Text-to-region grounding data
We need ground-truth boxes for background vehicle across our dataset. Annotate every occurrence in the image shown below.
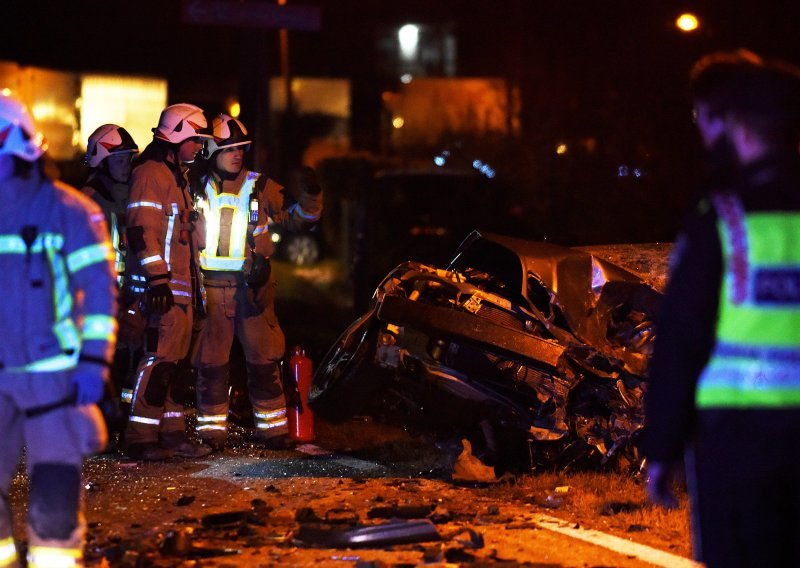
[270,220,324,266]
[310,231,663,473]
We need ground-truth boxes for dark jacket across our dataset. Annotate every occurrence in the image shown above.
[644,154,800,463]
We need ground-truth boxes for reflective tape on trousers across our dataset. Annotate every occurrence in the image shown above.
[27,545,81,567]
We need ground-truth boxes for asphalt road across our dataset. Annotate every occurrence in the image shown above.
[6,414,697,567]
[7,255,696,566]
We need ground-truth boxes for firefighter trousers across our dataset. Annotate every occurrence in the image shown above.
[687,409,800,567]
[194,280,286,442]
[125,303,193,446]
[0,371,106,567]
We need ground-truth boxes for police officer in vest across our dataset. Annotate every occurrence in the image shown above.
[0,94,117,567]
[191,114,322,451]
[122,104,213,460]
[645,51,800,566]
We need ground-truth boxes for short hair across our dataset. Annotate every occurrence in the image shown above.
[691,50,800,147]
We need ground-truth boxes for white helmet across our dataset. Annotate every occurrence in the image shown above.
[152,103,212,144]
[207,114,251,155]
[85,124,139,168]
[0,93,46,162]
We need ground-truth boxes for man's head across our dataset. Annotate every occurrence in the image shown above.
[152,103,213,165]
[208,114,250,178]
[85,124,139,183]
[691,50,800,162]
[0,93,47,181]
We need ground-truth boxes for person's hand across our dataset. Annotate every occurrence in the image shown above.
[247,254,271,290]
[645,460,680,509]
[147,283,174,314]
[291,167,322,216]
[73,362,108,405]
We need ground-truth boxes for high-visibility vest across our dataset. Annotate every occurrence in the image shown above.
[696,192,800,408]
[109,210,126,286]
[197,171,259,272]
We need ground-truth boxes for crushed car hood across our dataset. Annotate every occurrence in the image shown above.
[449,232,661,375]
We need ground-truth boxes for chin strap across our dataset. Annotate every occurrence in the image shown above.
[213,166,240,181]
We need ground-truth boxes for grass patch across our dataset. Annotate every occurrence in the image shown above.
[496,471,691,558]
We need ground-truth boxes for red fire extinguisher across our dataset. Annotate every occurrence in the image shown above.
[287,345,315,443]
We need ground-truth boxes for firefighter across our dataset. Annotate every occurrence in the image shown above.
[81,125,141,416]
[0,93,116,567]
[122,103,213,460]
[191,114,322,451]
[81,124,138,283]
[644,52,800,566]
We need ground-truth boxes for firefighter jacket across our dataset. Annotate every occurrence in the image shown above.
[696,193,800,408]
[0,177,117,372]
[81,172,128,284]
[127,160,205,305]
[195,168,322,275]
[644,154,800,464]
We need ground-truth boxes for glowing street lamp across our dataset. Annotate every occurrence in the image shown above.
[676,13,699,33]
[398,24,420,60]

**ASSIGNMENT:** An exact copy of all the data above is required; omit any pictures.

**RESPONSE TO THIS TASK:**
We need ground-truth boxes for background vehicle across our dataset. Annotate every occurrence in the image shown below.
[270,220,324,266]
[310,231,663,473]
We need ground-truth boxes for dark jacket across our dataset. Annotate every occurrence in the image shown above.
[644,154,800,463]
We need ground-truth boxes for reflective tape on trousers across our dataset. Annotate every occurrence in the image shown above.
[27,545,81,567]
We need ground-truth boxes for asphalt road across our dataset. Annotate every occurrence in the image shown above.
[6,414,697,567]
[7,255,696,566]
We need ground-truth boxes for firefighter trousers across our dataset. Annotate every occurrence in the image shown above.
[687,409,800,567]
[194,280,286,442]
[125,303,193,446]
[0,371,106,567]
We need ground-truth boxes for police officer in vest across our dataset. Annotate every occurrence in the image shown above.
[0,94,117,567]
[191,114,322,451]
[122,104,213,460]
[645,51,800,566]
We need ground-truth boxes for short hair across our dataset. Annotate every occurrence in the image shown above.
[691,50,800,147]
We need ground-truth boxes for white helmet across our dataset. Annotate every occurrence in the image shown above.
[152,103,212,144]
[207,114,251,155]
[85,124,139,168]
[0,93,46,162]
We need ground-truth boxes for man's head across our dataset. Annotate every occurrence in the image shown above.
[152,103,213,165]
[208,114,250,178]
[85,124,139,183]
[691,50,800,162]
[0,93,47,181]
We need ground-truth boxes for person's hand across our dataset. Annotate every occurrence in the image shown above.
[247,254,271,290]
[645,460,680,509]
[147,283,174,314]
[291,167,322,216]
[73,362,108,405]
We need ground-truth boxes for high-visibility vest across our dataset. Annotate every occurrence in the image shown above.
[696,192,800,408]
[109,210,126,286]
[197,171,259,272]
We need ground-truth boxes for crushed car hood across our dataset. Annotate every occurrence in the image shown above.
[449,232,661,375]
We need ground-truth boxes for chin strap across our dataset. Annotate every occurrence in the image shown above.
[213,166,240,181]
We need ground-truth boxes for grass patch across our dataset. Annotate every occurrence in the image shown above.
[496,471,691,558]
We need ground-truth boxes for red fire extinguisher across our dataset. Annotate every occurrence in the image shown above.
[287,345,315,443]
We need ground-truth boxes for firefighter across our dataset. Annotate every occurrence in the image shown above.
[81,125,141,416]
[0,93,116,567]
[122,103,213,460]
[191,114,322,451]
[81,124,138,283]
[644,52,800,566]
We need ground-truth boxes for firefighter jacket across our dataset. Annotate every occurrence in the image shown above.
[696,193,800,408]
[0,177,117,372]
[81,172,128,284]
[127,160,205,305]
[195,168,322,275]
[644,154,800,464]
We need ground-truth boxes for glowing street lamp across our dataset. Annotate every occurrence in the image shown above.
[676,13,699,33]
[398,24,420,60]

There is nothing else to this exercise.